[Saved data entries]
— begin —

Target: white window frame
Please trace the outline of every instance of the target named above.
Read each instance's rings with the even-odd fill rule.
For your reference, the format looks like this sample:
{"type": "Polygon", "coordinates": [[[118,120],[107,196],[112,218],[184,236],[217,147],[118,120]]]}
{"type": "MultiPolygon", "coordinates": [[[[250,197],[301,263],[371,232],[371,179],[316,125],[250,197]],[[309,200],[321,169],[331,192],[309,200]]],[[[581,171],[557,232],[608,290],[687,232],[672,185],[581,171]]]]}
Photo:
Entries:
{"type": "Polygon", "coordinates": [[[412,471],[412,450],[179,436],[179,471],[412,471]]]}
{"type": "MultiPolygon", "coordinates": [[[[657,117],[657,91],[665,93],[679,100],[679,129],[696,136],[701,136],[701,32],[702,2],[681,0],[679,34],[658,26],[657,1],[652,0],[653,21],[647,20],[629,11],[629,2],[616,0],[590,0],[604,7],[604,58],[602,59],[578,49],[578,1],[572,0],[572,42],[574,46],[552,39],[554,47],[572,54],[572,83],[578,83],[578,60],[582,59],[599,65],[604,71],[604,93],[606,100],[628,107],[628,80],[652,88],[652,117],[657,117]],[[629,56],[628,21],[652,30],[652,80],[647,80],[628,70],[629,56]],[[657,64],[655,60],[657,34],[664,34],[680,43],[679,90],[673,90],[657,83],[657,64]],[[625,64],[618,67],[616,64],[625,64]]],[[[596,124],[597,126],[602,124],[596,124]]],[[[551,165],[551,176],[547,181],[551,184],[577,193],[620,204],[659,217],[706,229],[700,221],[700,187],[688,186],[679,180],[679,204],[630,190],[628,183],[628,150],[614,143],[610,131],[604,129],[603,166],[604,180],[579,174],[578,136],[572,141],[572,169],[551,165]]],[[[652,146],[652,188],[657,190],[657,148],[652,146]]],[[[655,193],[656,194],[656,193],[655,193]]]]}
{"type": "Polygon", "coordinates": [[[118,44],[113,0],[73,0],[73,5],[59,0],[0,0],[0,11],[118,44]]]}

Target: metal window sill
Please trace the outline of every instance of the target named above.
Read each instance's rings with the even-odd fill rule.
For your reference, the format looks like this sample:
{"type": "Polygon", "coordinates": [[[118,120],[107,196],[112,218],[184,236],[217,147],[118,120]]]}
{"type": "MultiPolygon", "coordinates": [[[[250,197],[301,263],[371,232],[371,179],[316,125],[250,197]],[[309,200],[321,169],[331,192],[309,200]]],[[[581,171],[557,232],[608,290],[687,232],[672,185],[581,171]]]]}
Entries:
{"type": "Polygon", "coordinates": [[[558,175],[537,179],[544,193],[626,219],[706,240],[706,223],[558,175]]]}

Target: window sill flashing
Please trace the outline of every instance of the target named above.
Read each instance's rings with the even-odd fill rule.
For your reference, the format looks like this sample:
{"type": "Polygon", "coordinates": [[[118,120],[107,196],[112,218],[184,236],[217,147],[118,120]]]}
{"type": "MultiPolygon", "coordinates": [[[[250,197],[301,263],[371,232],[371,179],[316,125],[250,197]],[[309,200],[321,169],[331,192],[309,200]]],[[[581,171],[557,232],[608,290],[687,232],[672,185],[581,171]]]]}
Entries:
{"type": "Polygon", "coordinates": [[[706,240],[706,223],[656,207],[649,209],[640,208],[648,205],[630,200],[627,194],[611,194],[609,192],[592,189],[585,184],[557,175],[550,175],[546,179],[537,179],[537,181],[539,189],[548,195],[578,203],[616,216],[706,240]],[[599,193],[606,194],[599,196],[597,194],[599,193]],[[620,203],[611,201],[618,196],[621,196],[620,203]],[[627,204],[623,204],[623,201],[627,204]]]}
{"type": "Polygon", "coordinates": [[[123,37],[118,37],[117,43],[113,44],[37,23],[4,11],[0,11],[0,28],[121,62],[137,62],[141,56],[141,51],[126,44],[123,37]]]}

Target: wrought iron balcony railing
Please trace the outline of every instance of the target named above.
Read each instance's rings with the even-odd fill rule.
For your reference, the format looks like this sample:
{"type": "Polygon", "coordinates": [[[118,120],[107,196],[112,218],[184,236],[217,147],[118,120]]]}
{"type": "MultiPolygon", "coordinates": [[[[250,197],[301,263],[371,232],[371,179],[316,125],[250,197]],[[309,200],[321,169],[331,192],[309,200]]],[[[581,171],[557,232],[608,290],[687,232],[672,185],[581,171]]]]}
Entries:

— end —

**STATED TASK**
Reproduce the lines of the data from the one containing "Target: wrought iron balcony railing" through the end of the data, with both ends included.

**TASK ANSWER**
Target: wrought iron balcony railing
Please trace the outline of every instance of the target named above.
Read each instance's rings with the even-odd fill rule.
For your reference, the format looks like this sample:
{"type": "Polygon", "coordinates": [[[118,120],[107,196],[112,218],[184,236],[217,147],[118,120]]]}
{"type": "MultiPolygon", "coordinates": [[[[250,197],[301,263],[371,232],[371,179],[316,125],[250,197]],[[309,200],[321,169],[331,192],[309,200]]],[[[581,171],[557,232],[608,290],[687,232],[672,185],[581,171]]]]}
Entries:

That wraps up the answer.